### [Passage shown]
━━━
← Writing

The Skill Is the Application

The reading-miner doesn’t have application code. Not in the traditional sense.

There’s a SKILL.md file. 315 lines of English describing an 8-step pipeline: load context, discover sources, fetch items, score relevance against the topics I’m tracking, deduplicate against what’s already in the queue, write matches to Notion. Claude Code reads the file and executes each step directly.

There’s also a Node script for the parts where AI judgment would be wasteful: parsing feeds, filtering by date, pulling metadata out of structured fields. Deterministic work stays in code. Everything else lives in the skill.

I started building this expecting to write a full Node.js pipeline. The kind with API clients, a queue, a scoring function, tests. Then I kept writing the SKILL.md to spec out what the pipeline should do, and somewhere around step 4 it became clear: the spec was already detailed enough. Why translate it into syntax?

The tradeoff is surprisingly favorable for this kind of work. The skill file is the spec and the implementation. They can’t drift apart because they’re the same document. Want to change how relevance scoring works? Edit the English description. No compilation, no dependency management, no bugs from translating intent into JavaScript.

I’ve been writing about how SKILL.md files are on-demand expertise — skills Claude loads when the task matches. This one takes it further. The skill isn’t just instructions for how to assist. It’s the entire application.

The repo structure tells the story:

reading-miner/
├── CLAUDE.md              # Project context
├── .claude/skills/
│   └── mine-feed/
│       └── SKILL.md       # The pipeline (315 lines)
━━━
### [Records supplied]

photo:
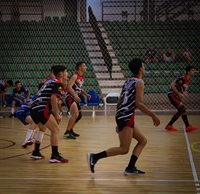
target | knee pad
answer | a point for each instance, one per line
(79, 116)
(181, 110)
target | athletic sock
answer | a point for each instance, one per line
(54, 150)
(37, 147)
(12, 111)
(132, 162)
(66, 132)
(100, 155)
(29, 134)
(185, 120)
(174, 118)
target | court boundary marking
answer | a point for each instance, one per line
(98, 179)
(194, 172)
━━━
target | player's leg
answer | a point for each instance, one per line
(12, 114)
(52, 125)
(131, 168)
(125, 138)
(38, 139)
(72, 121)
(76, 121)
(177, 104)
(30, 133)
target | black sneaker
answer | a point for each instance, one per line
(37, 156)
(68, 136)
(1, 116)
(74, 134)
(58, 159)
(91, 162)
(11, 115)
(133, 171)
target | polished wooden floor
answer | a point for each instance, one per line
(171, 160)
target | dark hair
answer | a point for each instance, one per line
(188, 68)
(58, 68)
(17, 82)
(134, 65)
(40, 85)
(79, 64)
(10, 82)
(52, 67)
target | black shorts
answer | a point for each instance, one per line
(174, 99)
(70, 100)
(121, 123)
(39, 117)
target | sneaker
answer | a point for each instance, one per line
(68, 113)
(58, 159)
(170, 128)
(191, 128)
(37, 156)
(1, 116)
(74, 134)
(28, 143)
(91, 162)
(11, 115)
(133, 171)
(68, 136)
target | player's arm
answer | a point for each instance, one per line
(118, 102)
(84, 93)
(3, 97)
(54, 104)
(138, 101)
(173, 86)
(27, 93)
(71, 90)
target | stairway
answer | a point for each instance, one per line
━━━
### [Using the information]
A. In the essay on the reading-miner skill, how many lines long is the SKILL.md file?
B. Extend the essay on the reading-miner skill, picking up right after its final line.

### [Exercise answers]
A. 315 lines.

B.
├── src/
│   └── index.js           # Deterministic parsing only
└── package.json

No build step. No test suite. The repo is essentially documentation that runs.

Cloud Scheduled Tasks makes this practical for unattended execution. Clone the repo, discover the skill, execute it. Account-level MCP connectors (Notion) ride along automatically. The scheduled task container doesn’t need credentials baked in because the connections are already configured at the account level.

It worked on the first real test. Found actual matches, wrote them to the queue with short relevance summaries, flagged stale items. Not a prototype that kinda-works. A pipeline that produced useful output on day one.

I don’t know how far this pattern extends. For workflows like this — load data, call APIs, evaluate, write results — the English-as-implementation approach works well. For tight-loop computation, real-time systems, or anything latency-sensitive, it wouldn’t. The line between “skill is enough” and “you need real code” is somewhere in the middle, and I haven’t found it yet.